Problems and tasks:
1) Set down the part of the research summary running from "1.             Stephens, S.M., et" down to "Issue: p. D675-9.", word for word.
2) List every source of funding that the research summary says has supported the work.
3) Continue the research summary from the point where it stops.

══ Text segment ══

The second theme, computational network and pathways, is focused on the emerging study of biological networks from large high-throughput Omics data sets. In this area, We have developed computational techniques to collect large-scale biology data sets [5], assess quality of high-throughput protein interaction data sets [6], integrate them with extensive public biological databases [7], interpret statistically significant patterns of newly characterized proteins, and build expanded models of biological pathways for subsequent validations [8]. The core algorithm for disease-specific network analysis, SPINNER, received increasing notice from peer bioinformatics groups, which subsequently resulted in the official filing of US and Worldwide patent by Indiana University. The technology is being negotiated with several companies for licensing and commercialization plan.

The third theme, systems biology applications, is focused on the disease-specific study of complex disease mechanisms, drug target discovery, and molecular biomarkers. We have worked on several disease areas, including identification of essential proteins involved in Alzheimer’s disease [8], identification of proteins involved in the complex formation of Fancc protein in Fanconi Anemia [9], and determination of drug resistance in Ovarian Cancer treatment from proteomics profiles [10]. In these applications, various techniques, including data management, explorative data analysis, algorithm development, and biology knowledge curation, are all needed to come up with a solution. This research area not only bears the highest potential impacts in future translational medicine, but also provides a rich source of research collaboration with biologists in the Indiana University School of Medicine nearby.

Our research has been generously supported by IUPUI NIH Roadmap fund, RSFG fund, Purdue Summer Research fund, National Cancer Institute, and Indiana Lung Cancer Working Group since 2004.

1.             Stephens, S.M., et al., Oracle Database 10g: a platform for BLAST search and Regular Expression pattern matching in life sciences. Nucleic Acids Res, 2005. 33 Database Issue: p. D675-9.

2.             Chen, J.Y. and J.V. Carlis, Similar_Join: extending DBMS with a bio-specific operator. Proceedings of the 2003 ACM symposium on Applied computing, 2003: p. 109-114.

═══
══ Excerpted data ══

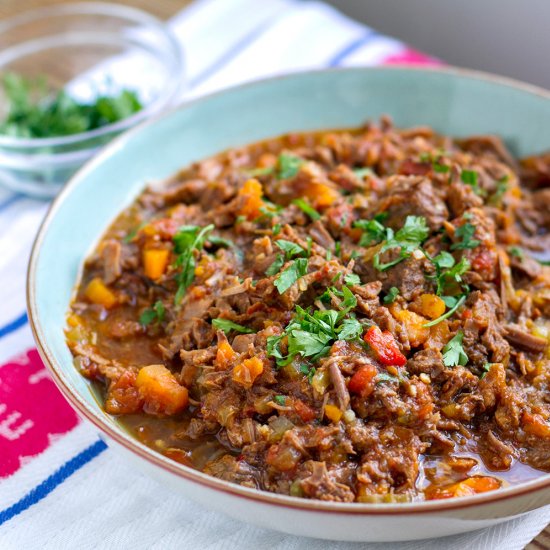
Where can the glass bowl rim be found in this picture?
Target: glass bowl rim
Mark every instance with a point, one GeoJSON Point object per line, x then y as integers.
{"type": "Point", "coordinates": [131, 14]}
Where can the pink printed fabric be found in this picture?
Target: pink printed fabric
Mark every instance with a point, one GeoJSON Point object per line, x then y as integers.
{"type": "Point", "coordinates": [32, 411]}
{"type": "Point", "coordinates": [60, 487]}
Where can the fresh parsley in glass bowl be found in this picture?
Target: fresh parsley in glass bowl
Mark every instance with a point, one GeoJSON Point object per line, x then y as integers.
{"type": "Point", "coordinates": [73, 77]}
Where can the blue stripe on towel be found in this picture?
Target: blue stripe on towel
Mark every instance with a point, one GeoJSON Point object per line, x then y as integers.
{"type": "Point", "coordinates": [352, 47]}
{"type": "Point", "coordinates": [49, 484]}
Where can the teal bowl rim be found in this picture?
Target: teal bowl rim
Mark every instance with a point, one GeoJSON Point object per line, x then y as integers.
{"type": "Point", "coordinates": [155, 459]}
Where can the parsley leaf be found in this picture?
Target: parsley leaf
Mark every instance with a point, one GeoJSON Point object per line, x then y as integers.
{"type": "Point", "coordinates": [276, 266]}
{"type": "Point", "coordinates": [227, 326]}
{"type": "Point", "coordinates": [188, 239]}
{"type": "Point", "coordinates": [470, 177]}
{"type": "Point", "coordinates": [280, 400]}
{"type": "Point", "coordinates": [392, 294]}
{"type": "Point", "coordinates": [290, 249]}
{"type": "Point", "coordinates": [352, 279]}
{"type": "Point", "coordinates": [350, 329]}
{"type": "Point", "coordinates": [502, 187]}
{"type": "Point", "coordinates": [309, 372]}
{"type": "Point", "coordinates": [310, 335]}
{"type": "Point", "coordinates": [156, 313]}
{"type": "Point", "coordinates": [465, 233]}
{"type": "Point", "coordinates": [35, 112]}
{"type": "Point", "coordinates": [306, 208]}
{"type": "Point", "coordinates": [373, 231]}
{"type": "Point", "coordinates": [453, 352]}
{"type": "Point", "coordinates": [407, 239]}
{"type": "Point", "coordinates": [297, 269]}
{"type": "Point", "coordinates": [288, 165]}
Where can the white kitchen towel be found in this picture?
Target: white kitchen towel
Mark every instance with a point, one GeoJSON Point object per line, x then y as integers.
{"type": "Point", "coordinates": [60, 486]}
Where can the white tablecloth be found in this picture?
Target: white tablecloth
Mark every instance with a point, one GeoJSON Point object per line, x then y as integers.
{"type": "Point", "coordinates": [60, 486]}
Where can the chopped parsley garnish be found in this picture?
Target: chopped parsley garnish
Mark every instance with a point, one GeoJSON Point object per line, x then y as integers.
{"type": "Point", "coordinates": [154, 314]}
{"type": "Point", "coordinates": [227, 326]}
{"type": "Point", "coordinates": [280, 400]}
{"type": "Point", "coordinates": [465, 233]}
{"type": "Point", "coordinates": [310, 335]}
{"type": "Point", "coordinates": [470, 177]}
{"type": "Point", "coordinates": [288, 165]}
{"type": "Point", "coordinates": [448, 274]}
{"type": "Point", "coordinates": [276, 266]}
{"type": "Point", "coordinates": [352, 279]}
{"type": "Point", "coordinates": [392, 294]}
{"type": "Point", "coordinates": [373, 231]}
{"type": "Point", "coordinates": [187, 240]}
{"type": "Point", "coordinates": [290, 249]}
{"type": "Point", "coordinates": [220, 241]}
{"type": "Point", "coordinates": [306, 208]}
{"type": "Point", "coordinates": [307, 371]}
{"type": "Point", "coordinates": [35, 112]}
{"type": "Point", "coordinates": [409, 238]}
{"type": "Point", "coordinates": [453, 352]}
{"type": "Point", "coordinates": [516, 251]}
{"type": "Point", "coordinates": [502, 187]}
{"type": "Point", "coordinates": [297, 269]}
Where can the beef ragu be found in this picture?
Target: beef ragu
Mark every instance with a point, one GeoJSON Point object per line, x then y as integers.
{"type": "Point", "coordinates": [347, 315]}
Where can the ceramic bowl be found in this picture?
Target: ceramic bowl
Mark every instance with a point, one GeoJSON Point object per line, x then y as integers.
{"type": "Point", "coordinates": [453, 101]}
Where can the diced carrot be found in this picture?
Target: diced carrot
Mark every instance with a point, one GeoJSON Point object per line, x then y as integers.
{"type": "Point", "coordinates": [98, 293]}
{"type": "Point", "coordinates": [333, 413]}
{"type": "Point", "coordinates": [224, 355]}
{"type": "Point", "coordinates": [74, 320]}
{"type": "Point", "coordinates": [536, 425]}
{"type": "Point", "coordinates": [306, 413]}
{"type": "Point", "coordinates": [470, 486]}
{"type": "Point", "coordinates": [252, 193]}
{"type": "Point", "coordinates": [245, 373]}
{"type": "Point", "coordinates": [362, 382]}
{"type": "Point", "coordinates": [320, 195]}
{"type": "Point", "coordinates": [155, 261]}
{"type": "Point", "coordinates": [431, 306]}
{"type": "Point", "coordinates": [160, 391]}
{"type": "Point", "coordinates": [414, 324]}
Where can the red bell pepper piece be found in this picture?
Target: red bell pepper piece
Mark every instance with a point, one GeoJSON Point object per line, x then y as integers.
{"type": "Point", "coordinates": [385, 346]}
{"type": "Point", "coordinates": [362, 382]}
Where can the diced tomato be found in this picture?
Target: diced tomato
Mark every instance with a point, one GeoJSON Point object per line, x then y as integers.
{"type": "Point", "coordinates": [306, 413]}
{"type": "Point", "coordinates": [362, 382]}
{"type": "Point", "coordinates": [385, 346]}
{"type": "Point", "coordinates": [123, 397]}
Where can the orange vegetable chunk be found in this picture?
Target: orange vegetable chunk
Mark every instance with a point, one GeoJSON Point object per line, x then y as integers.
{"type": "Point", "coordinates": [98, 293]}
{"type": "Point", "coordinates": [155, 261]}
{"type": "Point", "coordinates": [245, 373]}
{"type": "Point", "coordinates": [161, 392]}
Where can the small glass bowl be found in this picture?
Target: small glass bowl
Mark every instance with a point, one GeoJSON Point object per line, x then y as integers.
{"type": "Point", "coordinates": [84, 48]}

═══

Answers in order:
1)
1.             Stephens, S.M., et al., Oracle Database 10g: a platform for BLAST search and Regular Expression pattern matching in life sciences. Nucleic Acids Res, 2005. 33 Database Issue: p. D675-9.

2)
IUPUI NIH Roadmap fund
RSFG fund
Purdue Summer Research fund
National Cancer Institute
Indiana Lung Cancer Working Group

3)
3.             Chen, J.Y., J.V. Carlis, and N. Gao, A complex biological database querying method. Proceedings of the 2005 ACM symposium on Applied computing, 2005: p. 110-114.

4.             Dhanapalan, L. and J.Y. Chen, A Case Study of Integrating Protein Interaction Data using Semantic Web Technology. International Journal of Bioinformatics Research and Applications, 2007. 3(3): p. (accepted).

5.             Chen, J.Y., et al. Initial Large-scale Exploration of Protein-protein Interactions in Human Brain. in IEEE Computer Society Computational Systems Bioinformatics '03. 2003. Stanford, California: IEEE Computer Society Press.

6.             Shen, C., L. Li, and J.Y. Chen, A statistical framework to discover true associations from multiprotein complex pull-down proteomics data sets. Proteins, 2006. 64(2): p. 436-43.

7.             Chen, J.Y., S. Mamidipalli, and B. George. HAPPI: A Database of Human Annotated Protein-Protein Interactions.  2007  [cited 2006]; Available from: http://bio.informatics.iupui.edu/HAPPI/.

8.             Chen, J.Y., C. Shen, and A. Sivachenko, Mining Alzheimer Disease Relevant Proteins from Integrated Protein Interactome Data, in Pacific Symposium on Biocomputing '06. 2006: Maui, HI. p. 367-378.

9.             Chen, J.Y., et al., An Integrated Computational Proteomics Method to Extract Protein Targets for Fanconi Anemia Studies, in 21st Annual ACM Symposium on Applied Computing. 2006: Dijon, France. p. 173-179.

10.          Chen, J.Y., et al. A Systems Biology Case Study of Ovarian Cancer Drug Resistance. in Computational Systems Bioinformatics '06. 2006. Stanford, CA.